═════ GIVEN INFORMATION

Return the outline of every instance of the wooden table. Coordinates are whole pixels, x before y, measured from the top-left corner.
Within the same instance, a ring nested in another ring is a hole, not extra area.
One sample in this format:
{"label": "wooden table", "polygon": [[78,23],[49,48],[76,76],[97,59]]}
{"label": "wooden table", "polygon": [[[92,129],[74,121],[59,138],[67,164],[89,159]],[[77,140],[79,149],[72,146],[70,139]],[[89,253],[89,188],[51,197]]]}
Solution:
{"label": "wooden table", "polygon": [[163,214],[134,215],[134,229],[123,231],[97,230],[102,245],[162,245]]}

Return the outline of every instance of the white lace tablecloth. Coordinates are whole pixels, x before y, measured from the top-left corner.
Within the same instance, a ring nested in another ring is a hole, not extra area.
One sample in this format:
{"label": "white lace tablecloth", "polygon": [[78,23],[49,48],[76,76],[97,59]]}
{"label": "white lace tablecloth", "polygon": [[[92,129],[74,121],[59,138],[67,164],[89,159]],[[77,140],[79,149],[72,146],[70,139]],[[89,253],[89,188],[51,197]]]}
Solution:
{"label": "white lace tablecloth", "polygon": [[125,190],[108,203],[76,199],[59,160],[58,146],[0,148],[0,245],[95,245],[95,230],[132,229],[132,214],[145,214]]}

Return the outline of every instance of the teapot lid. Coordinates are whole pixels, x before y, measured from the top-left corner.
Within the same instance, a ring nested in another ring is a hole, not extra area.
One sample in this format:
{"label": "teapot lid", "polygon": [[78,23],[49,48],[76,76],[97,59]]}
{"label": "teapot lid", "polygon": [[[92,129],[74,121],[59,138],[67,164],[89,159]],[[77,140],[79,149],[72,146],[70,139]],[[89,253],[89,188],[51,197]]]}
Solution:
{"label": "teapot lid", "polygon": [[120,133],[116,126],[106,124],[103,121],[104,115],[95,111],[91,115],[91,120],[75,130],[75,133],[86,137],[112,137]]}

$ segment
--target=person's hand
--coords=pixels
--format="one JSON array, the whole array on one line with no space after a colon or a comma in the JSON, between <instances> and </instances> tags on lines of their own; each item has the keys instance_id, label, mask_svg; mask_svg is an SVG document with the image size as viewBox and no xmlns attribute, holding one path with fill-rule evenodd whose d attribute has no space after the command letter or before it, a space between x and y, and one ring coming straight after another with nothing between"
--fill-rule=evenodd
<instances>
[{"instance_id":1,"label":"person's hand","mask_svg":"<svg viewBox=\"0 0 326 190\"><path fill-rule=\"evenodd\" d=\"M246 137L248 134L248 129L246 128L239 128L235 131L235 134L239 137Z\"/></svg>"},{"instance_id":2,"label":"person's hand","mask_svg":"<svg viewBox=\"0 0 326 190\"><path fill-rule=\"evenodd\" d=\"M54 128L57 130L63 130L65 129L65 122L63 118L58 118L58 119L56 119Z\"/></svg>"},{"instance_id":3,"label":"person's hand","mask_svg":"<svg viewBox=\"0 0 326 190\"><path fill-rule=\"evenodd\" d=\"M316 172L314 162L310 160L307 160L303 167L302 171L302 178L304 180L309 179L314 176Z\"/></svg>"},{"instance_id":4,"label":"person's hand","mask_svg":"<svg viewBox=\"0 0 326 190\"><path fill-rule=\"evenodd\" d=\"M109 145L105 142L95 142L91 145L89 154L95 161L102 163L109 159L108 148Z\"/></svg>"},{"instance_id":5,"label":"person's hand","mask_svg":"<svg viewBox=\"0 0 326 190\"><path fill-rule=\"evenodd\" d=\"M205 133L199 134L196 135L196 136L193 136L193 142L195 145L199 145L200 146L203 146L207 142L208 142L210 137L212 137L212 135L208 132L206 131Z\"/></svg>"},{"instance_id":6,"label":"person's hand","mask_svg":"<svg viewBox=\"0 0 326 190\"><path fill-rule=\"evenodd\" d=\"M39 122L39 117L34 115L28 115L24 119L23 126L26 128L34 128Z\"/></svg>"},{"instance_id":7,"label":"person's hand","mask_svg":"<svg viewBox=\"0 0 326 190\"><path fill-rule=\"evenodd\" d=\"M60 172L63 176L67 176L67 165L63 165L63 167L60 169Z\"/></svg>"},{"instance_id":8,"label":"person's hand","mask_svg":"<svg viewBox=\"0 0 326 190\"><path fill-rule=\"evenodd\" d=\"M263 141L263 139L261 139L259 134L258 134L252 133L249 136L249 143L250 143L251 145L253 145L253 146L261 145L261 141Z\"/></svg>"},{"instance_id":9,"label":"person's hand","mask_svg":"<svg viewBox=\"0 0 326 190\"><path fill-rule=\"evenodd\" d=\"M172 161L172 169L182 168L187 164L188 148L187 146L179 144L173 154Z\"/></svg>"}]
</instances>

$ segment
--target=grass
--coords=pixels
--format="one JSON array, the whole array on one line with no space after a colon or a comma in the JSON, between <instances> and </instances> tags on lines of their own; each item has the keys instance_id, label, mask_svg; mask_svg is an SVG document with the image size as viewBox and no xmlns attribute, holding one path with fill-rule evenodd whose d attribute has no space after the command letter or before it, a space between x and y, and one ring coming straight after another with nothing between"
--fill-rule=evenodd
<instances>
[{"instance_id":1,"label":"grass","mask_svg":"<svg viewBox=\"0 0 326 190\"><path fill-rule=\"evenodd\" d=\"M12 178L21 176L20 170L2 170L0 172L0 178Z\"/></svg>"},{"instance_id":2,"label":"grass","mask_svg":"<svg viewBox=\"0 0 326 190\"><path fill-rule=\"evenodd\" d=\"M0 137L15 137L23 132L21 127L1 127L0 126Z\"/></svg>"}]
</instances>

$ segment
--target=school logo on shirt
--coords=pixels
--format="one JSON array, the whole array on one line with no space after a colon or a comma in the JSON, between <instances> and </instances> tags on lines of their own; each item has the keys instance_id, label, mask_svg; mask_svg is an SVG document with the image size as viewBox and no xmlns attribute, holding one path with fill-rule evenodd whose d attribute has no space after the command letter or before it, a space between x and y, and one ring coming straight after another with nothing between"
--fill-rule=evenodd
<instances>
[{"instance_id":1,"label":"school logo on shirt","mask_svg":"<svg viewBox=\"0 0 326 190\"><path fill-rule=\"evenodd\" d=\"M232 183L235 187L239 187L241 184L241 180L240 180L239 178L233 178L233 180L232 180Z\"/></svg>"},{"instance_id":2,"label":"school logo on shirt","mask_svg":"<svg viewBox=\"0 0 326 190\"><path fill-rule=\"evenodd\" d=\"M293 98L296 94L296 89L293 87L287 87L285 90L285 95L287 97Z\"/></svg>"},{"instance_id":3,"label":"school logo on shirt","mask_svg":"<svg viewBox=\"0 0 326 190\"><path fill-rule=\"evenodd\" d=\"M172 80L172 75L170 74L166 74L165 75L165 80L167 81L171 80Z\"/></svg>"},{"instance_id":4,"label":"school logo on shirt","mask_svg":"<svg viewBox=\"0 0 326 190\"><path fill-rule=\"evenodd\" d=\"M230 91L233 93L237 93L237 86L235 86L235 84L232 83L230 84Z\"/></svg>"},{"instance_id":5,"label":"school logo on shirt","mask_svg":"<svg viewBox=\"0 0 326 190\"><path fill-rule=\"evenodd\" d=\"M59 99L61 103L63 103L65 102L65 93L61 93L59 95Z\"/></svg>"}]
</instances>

══════════

§ **YOUR GOAL**
Identify every line in the records that contains the string "outline", and copy each such line in full.

§ **THE OUTPUT**
Return the outline of every instance of the wooden table. Coordinates are whole pixels, x before y, measured from the top-left corner.
Return the outline of every instance of the white lace tablecloth. Coordinates are whole pixels, x before y, measured from the top-left corner.
Return the outline of every instance of the teapot lid. Coordinates are whole pixels, x before y, measured from the top-left corner.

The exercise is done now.